** START **

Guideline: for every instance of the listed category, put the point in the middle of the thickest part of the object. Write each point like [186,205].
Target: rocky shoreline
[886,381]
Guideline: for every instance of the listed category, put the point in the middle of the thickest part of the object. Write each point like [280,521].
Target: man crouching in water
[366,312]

** END **

EXERCISE INSTRUCTIONS: Please rewrite every line of the listing above, offsetting each number in the answer coordinates by adding 56 to it. Leave all other lines unchanged.

FINISHED ANSWER:
Guideline: for every instance of the listed category, put the point in the middle of the thickest part of the object. Write each point like [186,205].
Target: rocky shoreline
[942,437]
Guideline: for every instance of the listed category, put the point in the middle of the thickest part of the object. Write each point like [280,521].
Target: man crouching in water
[422,368]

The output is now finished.